[[ RECORDS PROVIDED, beginning ]]

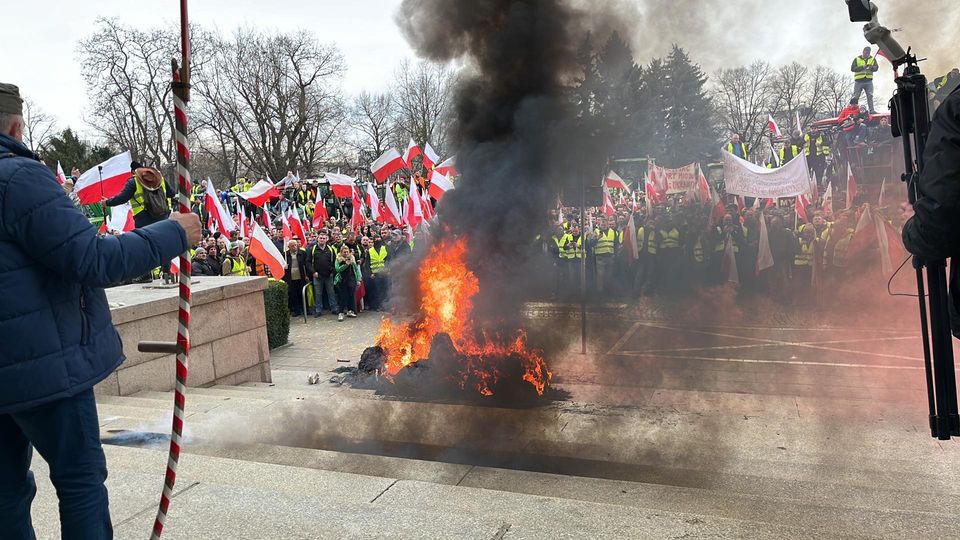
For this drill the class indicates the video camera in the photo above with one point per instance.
(910, 120)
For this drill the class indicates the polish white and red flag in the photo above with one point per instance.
(263, 250)
(802, 204)
(341, 185)
(430, 157)
(851, 187)
(267, 220)
(373, 202)
(448, 168)
(608, 208)
(414, 212)
(296, 225)
(828, 199)
(774, 128)
(285, 230)
(412, 151)
(104, 180)
(390, 162)
(440, 184)
(320, 215)
(243, 224)
(216, 211)
(427, 206)
(356, 218)
(261, 193)
(654, 196)
(613, 181)
(703, 187)
(393, 215)
(121, 219)
(61, 177)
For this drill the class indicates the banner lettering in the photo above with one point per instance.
(744, 178)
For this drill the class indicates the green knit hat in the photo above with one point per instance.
(10, 101)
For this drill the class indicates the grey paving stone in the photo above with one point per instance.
(212, 512)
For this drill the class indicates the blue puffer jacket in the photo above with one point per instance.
(56, 336)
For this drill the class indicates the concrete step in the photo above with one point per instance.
(224, 498)
(666, 448)
(810, 505)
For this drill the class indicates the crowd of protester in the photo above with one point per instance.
(684, 248)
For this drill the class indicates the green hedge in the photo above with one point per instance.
(278, 313)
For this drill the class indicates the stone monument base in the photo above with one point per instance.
(228, 334)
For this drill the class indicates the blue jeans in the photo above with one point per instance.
(320, 285)
(67, 434)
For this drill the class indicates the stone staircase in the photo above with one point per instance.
(680, 466)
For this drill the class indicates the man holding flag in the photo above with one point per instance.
(148, 194)
(59, 340)
(863, 68)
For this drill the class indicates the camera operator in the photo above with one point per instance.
(933, 231)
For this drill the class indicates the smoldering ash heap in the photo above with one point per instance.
(516, 138)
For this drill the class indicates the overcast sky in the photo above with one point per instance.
(40, 48)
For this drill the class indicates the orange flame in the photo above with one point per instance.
(447, 288)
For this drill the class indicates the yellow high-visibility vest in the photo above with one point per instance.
(239, 267)
(570, 249)
(698, 251)
(743, 147)
(136, 202)
(670, 239)
(865, 75)
(840, 249)
(377, 259)
(805, 255)
(605, 242)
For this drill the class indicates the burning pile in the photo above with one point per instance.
(444, 331)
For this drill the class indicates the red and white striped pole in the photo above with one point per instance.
(181, 96)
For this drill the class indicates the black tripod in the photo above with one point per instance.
(911, 120)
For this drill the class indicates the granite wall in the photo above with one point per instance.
(228, 334)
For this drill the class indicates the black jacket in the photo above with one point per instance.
(206, 267)
(55, 326)
(300, 259)
(934, 231)
(320, 261)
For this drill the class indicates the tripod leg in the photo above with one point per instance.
(925, 334)
(943, 366)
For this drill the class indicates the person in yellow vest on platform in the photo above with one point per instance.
(607, 246)
(379, 257)
(804, 265)
(737, 148)
(669, 253)
(148, 193)
(863, 68)
(234, 264)
(571, 247)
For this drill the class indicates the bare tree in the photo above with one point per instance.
(373, 118)
(424, 94)
(743, 98)
(271, 102)
(837, 89)
(127, 72)
(38, 125)
(789, 89)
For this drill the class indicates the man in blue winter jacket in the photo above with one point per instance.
(56, 335)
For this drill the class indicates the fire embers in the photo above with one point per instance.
(445, 335)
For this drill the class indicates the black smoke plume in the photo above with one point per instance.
(516, 134)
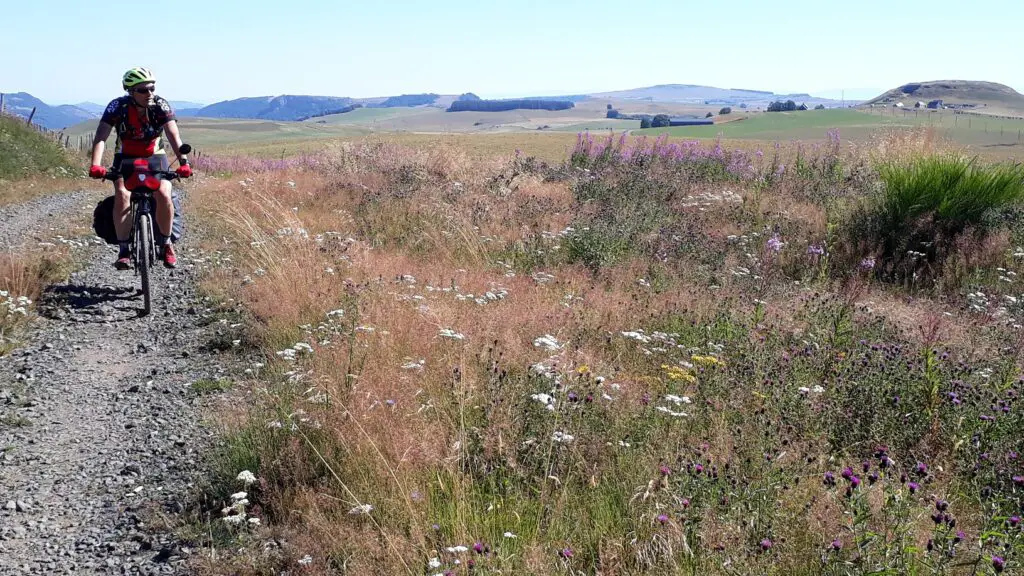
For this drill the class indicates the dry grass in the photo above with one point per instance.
(24, 275)
(434, 430)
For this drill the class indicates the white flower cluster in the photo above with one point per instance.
(14, 304)
(236, 513)
(548, 342)
(708, 199)
(296, 351)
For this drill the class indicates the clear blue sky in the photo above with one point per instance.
(220, 49)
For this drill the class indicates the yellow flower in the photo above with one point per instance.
(678, 373)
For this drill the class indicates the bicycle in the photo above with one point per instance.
(142, 182)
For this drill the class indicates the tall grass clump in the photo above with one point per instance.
(930, 207)
(635, 363)
(25, 152)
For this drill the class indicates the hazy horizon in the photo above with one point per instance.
(232, 49)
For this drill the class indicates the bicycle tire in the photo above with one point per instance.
(144, 259)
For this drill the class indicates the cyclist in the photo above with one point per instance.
(139, 117)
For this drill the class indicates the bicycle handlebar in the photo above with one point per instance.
(113, 174)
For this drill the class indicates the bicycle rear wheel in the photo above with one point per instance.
(143, 258)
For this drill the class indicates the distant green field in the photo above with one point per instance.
(371, 115)
(855, 125)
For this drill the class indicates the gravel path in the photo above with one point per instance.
(101, 438)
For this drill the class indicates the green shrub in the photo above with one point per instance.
(25, 152)
(929, 205)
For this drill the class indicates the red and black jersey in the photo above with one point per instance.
(138, 134)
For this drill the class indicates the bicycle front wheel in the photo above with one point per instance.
(143, 258)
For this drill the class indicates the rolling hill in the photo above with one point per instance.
(287, 107)
(52, 117)
(692, 93)
(986, 96)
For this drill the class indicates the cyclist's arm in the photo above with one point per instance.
(98, 141)
(171, 130)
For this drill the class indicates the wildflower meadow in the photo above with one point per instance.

[[ RECORDS PROVIDED, end ]]

Could you please write out the entries exactly as they are, with every picture left out?

__EXPECTED ANSWER__.
For this drill the class indicates the video camera in the photo above with one point per instance.
(910, 120)
For this drill the class indicates the polish white and red flag in the photo above with one point per instance.
(263, 250)
(802, 204)
(341, 185)
(430, 157)
(851, 187)
(267, 220)
(373, 202)
(448, 168)
(608, 208)
(414, 212)
(296, 225)
(828, 199)
(774, 128)
(285, 230)
(412, 151)
(104, 180)
(390, 162)
(440, 184)
(320, 215)
(243, 224)
(216, 211)
(427, 206)
(356, 218)
(261, 193)
(654, 196)
(613, 181)
(703, 187)
(393, 215)
(121, 219)
(61, 177)
For this drill the class indicates the banner lettering in the photo above with one point per instance.
(744, 178)
For this drill the class indicates the green knit hat in the photo above with one point per instance.
(10, 101)
For this drill the class indicates the grey paving stone in the photo above with one point per instance.
(212, 512)
For this drill the class indicates the blue puffer jacket in the photo above with one point per instance.
(56, 336)
For this drill the class indicates the concrete step in the photo above with one point per instance.
(224, 498)
(666, 448)
(810, 505)
For this drill the class indicates the crowd of protester in the photo above with one point per instance.
(684, 248)
For this drill the class indicates the green hedge in the photo above with one point per instance.
(278, 313)
For this drill the class indicates the stone monument base in the photo above with one point per instance.
(228, 334)
For this drill the class indicates the blue jeans in the photo above with one point per instance.
(320, 285)
(67, 434)
For this drill the class indicates the stone staircase in the photo above with one point per instance.
(680, 466)
For this drill the class indicates the man holding flag in the photo above with one point per instance.
(148, 194)
(59, 340)
(863, 68)
For this drill the class indicates the camera operator in the photo above with one point per instance.
(933, 231)
For this drill the class indicates the smoldering ash heap in the photo above with one point per instance.
(516, 138)
For this drill the class indicates the overcast sky in the photo above with one point per instance.
(40, 48)
For this drill the class indicates the orange flame in the photo above with one point per instance.
(447, 288)
For this drill the class indicates the yellow high-visibility vest in the photo above with one point per instance.
(239, 267)
(570, 249)
(698, 251)
(743, 147)
(136, 202)
(670, 239)
(865, 75)
(840, 249)
(377, 259)
(805, 255)
(605, 242)
For this drill the class indicates the burning pile in the photo above with one point per instance.
(444, 331)
For this drill the class indicates the red and white striped pole in the photo above with one point per instance.
(181, 96)
For this drill the class indicates the black tripod in the photo above with one point per instance.
(911, 120)
For this drill the class indicates the granite wall in the photo above with one point per instance.
(228, 334)
For this drill the class indicates the black jacket in the photo above with one point per instance.
(206, 267)
(55, 326)
(300, 259)
(934, 231)
(320, 261)
For this drill the class indicates the tripod leg in the photo above with one point per instance.
(925, 334)
(943, 366)
For this drill the class indicates the person in yellow vest on platform in the photo above with one point per instance.
(607, 246)
(379, 257)
(804, 265)
(737, 148)
(669, 253)
(148, 193)
(863, 68)
(234, 264)
(571, 247)
For this drill the class indicates the bare tree in the photo above with one point per instance.
(373, 118)
(424, 94)
(743, 98)
(271, 102)
(837, 89)
(127, 72)
(38, 125)
(789, 89)
For this drill the class indicates the man in blue winter jacket in the photo above with one point per instance.
(56, 335)
For this drill the class indicates the fire embers in the photo above with one point per instance.
(445, 335)
For this drill the class indicates the black smoke plume in the photo above with one point per instance.
(516, 134)
For this drill the class indicates the dry grass in the photo above with one point per instance.
(24, 275)
(434, 430)
For this drill the class indicates the white flower cluster in the photo above with one point per instance.
(14, 304)
(236, 513)
(548, 342)
(708, 199)
(296, 351)
For this drill the class indicates the clear blue sky in the photo above with one point per instance.
(220, 49)
For this drill the class indicates the yellow flower in the photo above with one point per instance.
(678, 373)
For this drill the class indicates the bicycle in the photo above with one point per instance.
(142, 182)
For this drill the class indicates the tall grass clump in the photo above with one point per instance.
(930, 207)
(635, 363)
(25, 152)
For this drill the class indicates the hazy horizon in the photo above with one point per instance.
(232, 49)
For this drill the class indicates the bicycle tire in the photo above with one point per instance.
(144, 259)
For this drill the class indicates the cyclist in the photo above with one point per instance.
(139, 117)
For this drill the class indicates the bicycle handlebar in the photo above with one point per instance.
(113, 174)
For this drill the class indicates the bicycle rear wheel in the photo above with one point per instance.
(143, 258)
For this drill the class indicates the distant green field in the photo above with one point per instance.
(371, 115)
(855, 125)
For this drill the class indicates the gravel path in the photo above with one point per instance.
(101, 438)
For this drill the class indicates the green shrub in the photo above with one point per instance.
(25, 152)
(929, 205)
For this drill the class indicates the red and black jersey in the photo above with one point per instance.
(138, 134)
For this drill the class indicates the bicycle front wheel in the photo above with one point per instance.
(143, 258)
For this drill the class indicates the rolling hill in the photo above with one point per instance.
(287, 107)
(52, 117)
(692, 93)
(986, 96)
For this drill the class indicates the cyclist's arm in the photo above with one point per instance.
(98, 141)
(171, 130)
For this drill the class indicates the wildflower meadow in the photo above with one point per instance.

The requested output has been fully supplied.